*EXERCISE DIRECTIONS:* Extend the abstract on the Qaidam basin's Cenozoic depositional record, picking up right after its final sentence.
** TEXT FOR ANALYSIS follows **
Paper No. 10
Presentation Time: 3:50 PM

PROTRACTED DEPOSITIONAL AND PROVENANCE RECORD OF CENOZOIC OROGENESIS IN NORTHERN TIBET: NEW EVIDENCE FROM THE QAIDAM BASIN


BUSH, Meredith A., Department of Geological Sciences, Jackson School of Geosciences, University of Texas at Austin, Austin, TX 78712, HORTON, Brian K., Institute for Geophysics and Department of Geological Sciences, Jackson School of Geosciences, University of Texas at Austin, Austin, TX 78712, SAYLOR, Joel E., Department of Earth and Atmospheric Sciences, University of Houston, 312 Science & Research Building 1, Rm. 312, Building 1, Rm. 312, Houston, TX 77204 and NIE, Junsheng, Key Lab of Western China's Environmental Systems (Ministry of Education), Lanzhou University, Lanzhou, 730000, China, meredith.a.bush@utexas.edu

Integrated analysis of the sedimentology, stratigraphy and provenance record of the Qaidam basin on the northern Tibetan plateau reveals a long-term record of Cenozoic deformation associated with faulting and structural reactivation in response to the Indo-Asian collision. Multiple, independent lines of evidence point to a major shift in source composition is detected between Eocene and Miocene strata. The shift is seen in paleocurrent measurements (clast imbrication and trough cross-stratification), detrital zircon U-Pb geochronology, conglomerate clast counts, and sandstone petrography. Depositional systems of the >6 km-thick Xitieshan section (37°32' N 95°10' E) (include sand-dominated meandering rivers with extensive pedogenically modified alluvial plains, marginal lacustrine, and gravelly braided river systems. The section shows two major upward coarsening sequences from mudrock-dominated lithofacies to >1 km of conglomeratic facies, with smaller-scale internal shifts between various alluvial systems. Sedimentological and stratigraphic patterns reveal at least two phases of enhanced exhumation and sediment delivery during the Cenozoic.
** End of TEXT FOR ANALYSIS **
** EXCERPTED RECORDS follows **
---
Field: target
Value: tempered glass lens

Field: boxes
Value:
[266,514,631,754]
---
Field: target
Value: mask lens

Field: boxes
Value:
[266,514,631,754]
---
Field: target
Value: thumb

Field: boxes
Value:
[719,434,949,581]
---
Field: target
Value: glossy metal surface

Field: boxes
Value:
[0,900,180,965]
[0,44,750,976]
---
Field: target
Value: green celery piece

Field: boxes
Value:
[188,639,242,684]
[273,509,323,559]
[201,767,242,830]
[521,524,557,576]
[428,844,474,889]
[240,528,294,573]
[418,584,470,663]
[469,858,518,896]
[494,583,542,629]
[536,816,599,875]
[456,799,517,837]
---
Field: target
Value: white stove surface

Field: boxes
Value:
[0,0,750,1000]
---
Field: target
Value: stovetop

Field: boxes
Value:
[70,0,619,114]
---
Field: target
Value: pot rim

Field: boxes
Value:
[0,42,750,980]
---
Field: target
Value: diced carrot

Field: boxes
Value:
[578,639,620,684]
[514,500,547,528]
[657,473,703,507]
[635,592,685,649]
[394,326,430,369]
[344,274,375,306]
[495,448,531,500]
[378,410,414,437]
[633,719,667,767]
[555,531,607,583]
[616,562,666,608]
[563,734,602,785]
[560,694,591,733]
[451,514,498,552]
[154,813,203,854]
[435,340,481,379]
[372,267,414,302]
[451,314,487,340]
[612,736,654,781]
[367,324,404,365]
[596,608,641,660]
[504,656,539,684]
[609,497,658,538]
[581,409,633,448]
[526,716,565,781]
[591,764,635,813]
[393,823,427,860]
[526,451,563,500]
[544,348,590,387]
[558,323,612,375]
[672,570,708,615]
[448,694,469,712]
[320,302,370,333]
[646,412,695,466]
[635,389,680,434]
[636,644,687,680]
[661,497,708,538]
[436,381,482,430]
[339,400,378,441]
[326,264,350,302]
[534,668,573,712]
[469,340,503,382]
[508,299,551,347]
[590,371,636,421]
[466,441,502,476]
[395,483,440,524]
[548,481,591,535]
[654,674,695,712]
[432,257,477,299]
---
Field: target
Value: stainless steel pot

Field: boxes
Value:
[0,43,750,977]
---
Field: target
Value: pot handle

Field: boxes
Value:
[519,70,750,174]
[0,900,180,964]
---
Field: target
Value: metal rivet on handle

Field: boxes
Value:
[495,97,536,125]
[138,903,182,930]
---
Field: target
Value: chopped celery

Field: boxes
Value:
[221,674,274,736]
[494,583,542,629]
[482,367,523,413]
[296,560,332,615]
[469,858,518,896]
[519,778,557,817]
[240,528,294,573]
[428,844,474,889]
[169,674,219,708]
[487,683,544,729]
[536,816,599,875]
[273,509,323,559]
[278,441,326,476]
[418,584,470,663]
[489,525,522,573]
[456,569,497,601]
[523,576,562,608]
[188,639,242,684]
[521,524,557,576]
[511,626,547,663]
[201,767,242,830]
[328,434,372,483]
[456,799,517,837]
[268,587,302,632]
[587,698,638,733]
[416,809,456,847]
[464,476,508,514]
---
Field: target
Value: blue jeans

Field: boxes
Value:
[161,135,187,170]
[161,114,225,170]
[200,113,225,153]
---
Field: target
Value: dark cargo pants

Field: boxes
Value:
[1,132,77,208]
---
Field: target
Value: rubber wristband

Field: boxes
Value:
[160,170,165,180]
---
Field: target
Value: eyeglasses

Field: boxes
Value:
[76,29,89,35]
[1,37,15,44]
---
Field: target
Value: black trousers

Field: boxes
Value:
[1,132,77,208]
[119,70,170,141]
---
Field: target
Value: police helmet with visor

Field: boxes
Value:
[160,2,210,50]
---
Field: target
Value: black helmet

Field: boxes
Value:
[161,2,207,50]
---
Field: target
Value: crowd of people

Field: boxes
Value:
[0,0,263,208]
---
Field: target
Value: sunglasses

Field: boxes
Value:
** End of EXCERPTED RECORDS **
*EXERCISE ANSWER:*
Changing depositional systems and source areas are interpreted as a response to the reactivation of Paleozoic suture zones in the Qilian Shan (to the north) and Kunlun Shan (to the south), which served as the circum-basin catchment areas and primary sources of extrabasinal grains throughout the Cenozoic. Strike-slip deformation along the Altyn Tagh fault system (to the west) help promote a general eastward migration of the Qaidam basin depocenter. This study demonstrates that deposition in the Qaidam basin has been maintained throughout the Cenozoic largely by topographic isolation through uplift of resistant barriers. Possible geodynamic mechanisms for such long-term stability of the Qaidam basin as a topographically closed basin with high-relief walls include (i) deep crustal/ lithospheric viscous processes (crustal flow, mantle convection, injection) caused by Moho topography and/or (ii) heterogeneous and anisotropic rheological conditions associated with inherited terranes and resultant changes in elastic thickness of the crust (rigidity).